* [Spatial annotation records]
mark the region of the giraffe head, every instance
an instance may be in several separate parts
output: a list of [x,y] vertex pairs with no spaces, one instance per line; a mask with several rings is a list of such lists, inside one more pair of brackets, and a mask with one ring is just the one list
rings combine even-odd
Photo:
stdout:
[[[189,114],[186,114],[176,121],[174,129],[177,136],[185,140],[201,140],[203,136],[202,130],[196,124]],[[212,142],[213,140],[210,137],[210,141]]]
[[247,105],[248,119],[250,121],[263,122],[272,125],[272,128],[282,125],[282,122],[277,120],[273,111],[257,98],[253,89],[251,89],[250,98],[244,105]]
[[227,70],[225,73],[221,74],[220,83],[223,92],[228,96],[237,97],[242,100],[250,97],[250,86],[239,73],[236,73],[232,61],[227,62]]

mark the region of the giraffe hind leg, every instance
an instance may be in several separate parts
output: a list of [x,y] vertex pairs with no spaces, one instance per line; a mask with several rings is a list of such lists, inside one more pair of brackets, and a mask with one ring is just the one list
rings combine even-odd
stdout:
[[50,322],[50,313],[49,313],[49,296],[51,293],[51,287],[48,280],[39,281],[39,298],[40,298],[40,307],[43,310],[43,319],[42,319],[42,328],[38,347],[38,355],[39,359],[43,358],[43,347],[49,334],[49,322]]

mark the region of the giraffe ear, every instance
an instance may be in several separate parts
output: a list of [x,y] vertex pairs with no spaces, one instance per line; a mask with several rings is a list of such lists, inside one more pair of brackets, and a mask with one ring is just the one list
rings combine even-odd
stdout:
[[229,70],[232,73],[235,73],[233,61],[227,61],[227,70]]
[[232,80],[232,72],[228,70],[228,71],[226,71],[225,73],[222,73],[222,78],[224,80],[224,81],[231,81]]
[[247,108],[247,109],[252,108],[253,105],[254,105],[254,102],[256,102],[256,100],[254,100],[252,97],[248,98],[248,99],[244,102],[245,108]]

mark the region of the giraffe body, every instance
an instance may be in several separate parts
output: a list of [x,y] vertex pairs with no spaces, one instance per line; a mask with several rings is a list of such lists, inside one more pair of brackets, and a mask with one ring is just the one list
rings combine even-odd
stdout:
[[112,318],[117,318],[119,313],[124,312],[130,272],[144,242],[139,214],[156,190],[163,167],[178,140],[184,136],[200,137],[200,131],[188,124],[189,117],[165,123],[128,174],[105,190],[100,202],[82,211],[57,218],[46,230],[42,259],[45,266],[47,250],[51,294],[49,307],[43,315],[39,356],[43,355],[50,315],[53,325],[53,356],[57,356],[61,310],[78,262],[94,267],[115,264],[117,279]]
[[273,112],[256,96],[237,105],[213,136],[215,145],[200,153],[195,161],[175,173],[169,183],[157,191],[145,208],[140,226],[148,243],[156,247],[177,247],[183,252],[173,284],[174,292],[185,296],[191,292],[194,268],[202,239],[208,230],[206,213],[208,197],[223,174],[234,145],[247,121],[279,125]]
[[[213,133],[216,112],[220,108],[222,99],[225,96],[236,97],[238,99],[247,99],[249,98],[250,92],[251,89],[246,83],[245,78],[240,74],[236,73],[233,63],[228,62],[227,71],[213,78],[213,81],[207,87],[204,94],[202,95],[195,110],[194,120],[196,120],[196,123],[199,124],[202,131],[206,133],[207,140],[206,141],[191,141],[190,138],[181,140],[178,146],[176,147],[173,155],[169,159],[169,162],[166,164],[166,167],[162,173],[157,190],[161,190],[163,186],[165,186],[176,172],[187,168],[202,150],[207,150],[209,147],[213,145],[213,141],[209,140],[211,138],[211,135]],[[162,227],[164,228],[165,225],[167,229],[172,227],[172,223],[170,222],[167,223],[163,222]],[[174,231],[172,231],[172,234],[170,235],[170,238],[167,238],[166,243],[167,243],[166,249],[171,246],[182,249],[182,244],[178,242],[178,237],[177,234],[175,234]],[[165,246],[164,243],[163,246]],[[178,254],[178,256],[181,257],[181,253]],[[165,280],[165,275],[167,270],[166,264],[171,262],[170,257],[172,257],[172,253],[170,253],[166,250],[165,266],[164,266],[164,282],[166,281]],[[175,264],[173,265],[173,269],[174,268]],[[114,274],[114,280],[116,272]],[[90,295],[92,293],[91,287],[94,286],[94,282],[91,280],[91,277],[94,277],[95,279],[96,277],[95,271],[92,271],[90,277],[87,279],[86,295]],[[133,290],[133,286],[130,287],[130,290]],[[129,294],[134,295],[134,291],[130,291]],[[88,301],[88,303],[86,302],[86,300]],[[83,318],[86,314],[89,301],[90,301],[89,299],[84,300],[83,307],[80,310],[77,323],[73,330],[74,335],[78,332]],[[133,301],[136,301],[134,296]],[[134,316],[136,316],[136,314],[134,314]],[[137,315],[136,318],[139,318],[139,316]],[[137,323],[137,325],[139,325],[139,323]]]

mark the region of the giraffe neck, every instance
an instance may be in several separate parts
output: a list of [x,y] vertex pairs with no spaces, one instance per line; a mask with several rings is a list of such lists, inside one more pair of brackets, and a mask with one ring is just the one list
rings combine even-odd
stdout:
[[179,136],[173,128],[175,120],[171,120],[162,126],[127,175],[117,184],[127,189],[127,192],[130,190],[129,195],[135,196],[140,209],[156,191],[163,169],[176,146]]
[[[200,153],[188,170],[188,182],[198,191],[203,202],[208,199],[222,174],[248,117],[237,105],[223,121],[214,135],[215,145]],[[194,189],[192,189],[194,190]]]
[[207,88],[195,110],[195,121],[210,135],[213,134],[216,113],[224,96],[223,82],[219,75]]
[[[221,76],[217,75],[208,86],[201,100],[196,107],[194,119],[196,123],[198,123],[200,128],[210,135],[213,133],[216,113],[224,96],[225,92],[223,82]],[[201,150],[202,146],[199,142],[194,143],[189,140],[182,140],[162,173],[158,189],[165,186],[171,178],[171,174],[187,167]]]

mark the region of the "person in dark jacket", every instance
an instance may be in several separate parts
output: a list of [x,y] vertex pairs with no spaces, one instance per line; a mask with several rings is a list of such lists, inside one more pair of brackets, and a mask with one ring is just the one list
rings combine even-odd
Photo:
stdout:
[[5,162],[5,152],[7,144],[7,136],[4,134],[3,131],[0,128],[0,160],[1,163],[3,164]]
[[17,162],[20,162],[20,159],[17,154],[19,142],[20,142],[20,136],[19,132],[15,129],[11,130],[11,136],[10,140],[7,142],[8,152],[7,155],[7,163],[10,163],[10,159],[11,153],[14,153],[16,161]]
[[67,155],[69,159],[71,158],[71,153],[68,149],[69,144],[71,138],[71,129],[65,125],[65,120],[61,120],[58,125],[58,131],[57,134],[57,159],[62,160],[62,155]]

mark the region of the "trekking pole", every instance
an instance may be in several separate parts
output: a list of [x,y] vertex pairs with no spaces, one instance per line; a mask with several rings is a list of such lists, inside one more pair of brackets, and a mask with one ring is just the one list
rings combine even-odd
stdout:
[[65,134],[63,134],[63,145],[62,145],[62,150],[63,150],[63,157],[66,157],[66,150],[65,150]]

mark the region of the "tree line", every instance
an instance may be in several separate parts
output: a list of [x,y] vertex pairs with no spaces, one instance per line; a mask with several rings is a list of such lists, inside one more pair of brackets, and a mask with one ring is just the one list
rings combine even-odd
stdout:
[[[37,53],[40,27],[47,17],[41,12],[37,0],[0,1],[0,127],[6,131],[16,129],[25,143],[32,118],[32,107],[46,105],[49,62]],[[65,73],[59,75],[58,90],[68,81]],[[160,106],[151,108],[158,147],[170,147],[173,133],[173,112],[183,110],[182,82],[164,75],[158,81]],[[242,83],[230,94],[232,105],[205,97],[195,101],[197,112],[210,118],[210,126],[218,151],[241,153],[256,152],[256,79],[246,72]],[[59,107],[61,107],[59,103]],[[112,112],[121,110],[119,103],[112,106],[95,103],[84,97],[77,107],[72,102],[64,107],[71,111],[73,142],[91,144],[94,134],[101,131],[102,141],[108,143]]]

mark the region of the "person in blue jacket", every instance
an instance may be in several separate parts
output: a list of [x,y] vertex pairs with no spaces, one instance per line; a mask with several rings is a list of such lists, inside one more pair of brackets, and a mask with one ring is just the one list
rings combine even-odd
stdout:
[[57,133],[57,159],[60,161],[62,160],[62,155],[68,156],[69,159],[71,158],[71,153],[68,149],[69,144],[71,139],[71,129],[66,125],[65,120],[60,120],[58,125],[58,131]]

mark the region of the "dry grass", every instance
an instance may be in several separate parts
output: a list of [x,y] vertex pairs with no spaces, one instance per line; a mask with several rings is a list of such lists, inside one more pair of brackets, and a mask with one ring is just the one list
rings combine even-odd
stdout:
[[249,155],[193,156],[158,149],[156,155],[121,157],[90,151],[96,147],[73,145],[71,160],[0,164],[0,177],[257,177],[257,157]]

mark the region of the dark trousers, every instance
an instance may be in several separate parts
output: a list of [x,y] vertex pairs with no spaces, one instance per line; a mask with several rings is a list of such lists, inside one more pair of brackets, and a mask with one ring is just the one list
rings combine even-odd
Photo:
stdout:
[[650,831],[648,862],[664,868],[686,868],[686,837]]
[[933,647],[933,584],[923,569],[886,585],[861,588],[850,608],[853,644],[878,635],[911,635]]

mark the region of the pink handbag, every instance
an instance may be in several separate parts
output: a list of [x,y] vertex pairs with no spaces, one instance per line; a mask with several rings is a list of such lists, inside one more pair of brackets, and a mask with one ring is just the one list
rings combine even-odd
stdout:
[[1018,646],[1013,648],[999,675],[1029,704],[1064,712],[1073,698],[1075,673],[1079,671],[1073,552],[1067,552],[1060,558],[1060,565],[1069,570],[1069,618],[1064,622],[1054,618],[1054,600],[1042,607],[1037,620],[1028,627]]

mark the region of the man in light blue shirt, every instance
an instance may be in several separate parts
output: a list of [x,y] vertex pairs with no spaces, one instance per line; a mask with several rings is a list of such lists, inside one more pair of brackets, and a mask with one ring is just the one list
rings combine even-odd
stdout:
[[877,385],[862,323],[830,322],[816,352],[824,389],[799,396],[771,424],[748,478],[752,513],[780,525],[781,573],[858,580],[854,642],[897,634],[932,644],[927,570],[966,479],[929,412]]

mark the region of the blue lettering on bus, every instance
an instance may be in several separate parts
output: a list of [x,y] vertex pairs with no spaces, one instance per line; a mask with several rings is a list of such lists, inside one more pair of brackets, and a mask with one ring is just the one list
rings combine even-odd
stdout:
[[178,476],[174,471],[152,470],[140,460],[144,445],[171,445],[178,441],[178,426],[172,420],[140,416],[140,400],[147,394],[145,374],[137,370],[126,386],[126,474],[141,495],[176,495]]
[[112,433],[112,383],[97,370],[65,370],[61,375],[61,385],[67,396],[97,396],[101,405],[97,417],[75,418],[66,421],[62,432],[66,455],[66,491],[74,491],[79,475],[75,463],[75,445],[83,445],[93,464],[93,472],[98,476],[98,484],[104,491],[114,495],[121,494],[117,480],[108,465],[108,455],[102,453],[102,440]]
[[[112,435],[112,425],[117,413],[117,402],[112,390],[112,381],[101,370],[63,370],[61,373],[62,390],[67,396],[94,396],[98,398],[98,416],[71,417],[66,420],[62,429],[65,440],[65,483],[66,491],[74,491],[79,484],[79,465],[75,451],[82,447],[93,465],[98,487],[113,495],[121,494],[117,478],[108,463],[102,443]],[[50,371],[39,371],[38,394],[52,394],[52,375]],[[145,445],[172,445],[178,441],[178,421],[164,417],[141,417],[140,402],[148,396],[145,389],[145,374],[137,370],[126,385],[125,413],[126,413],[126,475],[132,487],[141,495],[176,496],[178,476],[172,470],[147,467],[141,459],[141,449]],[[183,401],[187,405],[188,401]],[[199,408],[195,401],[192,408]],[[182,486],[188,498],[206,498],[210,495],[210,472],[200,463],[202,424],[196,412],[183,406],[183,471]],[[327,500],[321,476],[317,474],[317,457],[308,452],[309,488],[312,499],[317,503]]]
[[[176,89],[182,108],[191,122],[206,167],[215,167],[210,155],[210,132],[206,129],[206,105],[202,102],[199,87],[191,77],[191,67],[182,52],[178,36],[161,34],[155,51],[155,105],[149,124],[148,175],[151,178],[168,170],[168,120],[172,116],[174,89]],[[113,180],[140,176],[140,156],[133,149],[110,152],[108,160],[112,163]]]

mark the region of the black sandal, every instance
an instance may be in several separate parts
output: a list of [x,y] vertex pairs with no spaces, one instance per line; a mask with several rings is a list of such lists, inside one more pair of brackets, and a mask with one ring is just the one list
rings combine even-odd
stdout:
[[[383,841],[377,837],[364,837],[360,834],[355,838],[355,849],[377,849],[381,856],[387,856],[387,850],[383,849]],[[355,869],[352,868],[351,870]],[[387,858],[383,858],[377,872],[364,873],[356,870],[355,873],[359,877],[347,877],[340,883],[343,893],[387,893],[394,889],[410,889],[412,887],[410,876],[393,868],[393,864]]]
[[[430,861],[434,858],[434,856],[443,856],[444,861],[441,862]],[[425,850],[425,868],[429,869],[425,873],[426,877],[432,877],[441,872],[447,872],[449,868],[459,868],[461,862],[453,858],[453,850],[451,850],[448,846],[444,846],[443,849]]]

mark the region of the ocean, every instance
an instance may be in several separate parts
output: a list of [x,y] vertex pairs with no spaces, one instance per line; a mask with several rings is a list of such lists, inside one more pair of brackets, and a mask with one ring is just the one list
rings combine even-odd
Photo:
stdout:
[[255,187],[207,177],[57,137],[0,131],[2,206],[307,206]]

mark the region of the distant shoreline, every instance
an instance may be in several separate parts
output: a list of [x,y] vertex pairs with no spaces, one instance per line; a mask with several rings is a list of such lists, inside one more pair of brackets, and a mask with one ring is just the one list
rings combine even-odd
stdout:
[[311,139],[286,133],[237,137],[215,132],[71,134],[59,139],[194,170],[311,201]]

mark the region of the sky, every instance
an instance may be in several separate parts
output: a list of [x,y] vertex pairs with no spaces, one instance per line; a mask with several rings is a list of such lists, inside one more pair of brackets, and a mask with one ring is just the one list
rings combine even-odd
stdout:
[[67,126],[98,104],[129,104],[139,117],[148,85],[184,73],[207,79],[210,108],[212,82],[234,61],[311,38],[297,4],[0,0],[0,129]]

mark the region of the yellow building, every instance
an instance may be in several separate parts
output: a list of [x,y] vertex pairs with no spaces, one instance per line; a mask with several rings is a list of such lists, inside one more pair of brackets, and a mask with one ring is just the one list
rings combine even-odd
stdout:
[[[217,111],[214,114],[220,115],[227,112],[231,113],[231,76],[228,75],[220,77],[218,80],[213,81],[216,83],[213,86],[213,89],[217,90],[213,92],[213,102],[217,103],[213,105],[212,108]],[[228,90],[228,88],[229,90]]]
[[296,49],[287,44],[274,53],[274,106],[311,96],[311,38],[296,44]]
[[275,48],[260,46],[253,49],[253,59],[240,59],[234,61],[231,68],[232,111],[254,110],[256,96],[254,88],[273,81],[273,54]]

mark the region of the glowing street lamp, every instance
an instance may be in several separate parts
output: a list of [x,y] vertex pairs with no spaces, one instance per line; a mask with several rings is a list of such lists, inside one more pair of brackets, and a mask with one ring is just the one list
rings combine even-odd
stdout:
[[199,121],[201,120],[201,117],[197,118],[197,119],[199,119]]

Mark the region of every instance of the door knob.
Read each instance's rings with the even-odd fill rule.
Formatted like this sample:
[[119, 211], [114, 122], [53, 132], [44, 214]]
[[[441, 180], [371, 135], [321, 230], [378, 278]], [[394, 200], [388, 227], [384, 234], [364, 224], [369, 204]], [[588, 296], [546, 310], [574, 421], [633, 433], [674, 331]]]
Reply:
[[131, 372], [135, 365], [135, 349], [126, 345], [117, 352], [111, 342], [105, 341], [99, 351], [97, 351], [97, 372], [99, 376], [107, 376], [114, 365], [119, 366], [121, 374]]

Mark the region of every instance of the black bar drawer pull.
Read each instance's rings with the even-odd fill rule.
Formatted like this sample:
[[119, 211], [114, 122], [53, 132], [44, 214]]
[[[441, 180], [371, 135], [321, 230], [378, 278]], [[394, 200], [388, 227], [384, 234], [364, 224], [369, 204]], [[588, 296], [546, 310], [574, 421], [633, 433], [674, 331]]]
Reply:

* [Exercise objective] Rewrite everything between the lines holding "mark the region of the glowing" and "366], [121, 374]]", inclusive, with the requests kept. Shift every vertex coordinate in the answers up by 88, and leave the format samples unchanged.

* [The solution]
mark the region of the glowing street lamp, every instance
an instance may be in several separate parts
output: a list of [x,y] vertex pairs with no spaces, one instance per line; a mask with several rings is a list of such lists, inside one more pair of brackets, and a mask with one ring is just the one list
rings combine even-odd
stdout:
[[287,209],[289,208],[289,205],[285,206],[285,207],[287,207]]

Mark the region of every instance of the door knob.
Read each instance's rings with the even-odd fill rule.
Formatted like this sample:
[[119, 211], [114, 122], [53, 132], [44, 214]]
[[[441, 180], [371, 135], [321, 230], [378, 278]], [[394, 200], [388, 227], [384, 234], [364, 224], [369, 204]], [[588, 296], [546, 310], [574, 421], [633, 433], [674, 331]]]
Reply:
[[219, 460], [223, 453], [223, 437], [214, 433], [205, 440], [199, 430], [193, 429], [187, 439], [185, 439], [185, 460], [187, 464], [195, 464], [202, 453], [207, 454], [209, 462]]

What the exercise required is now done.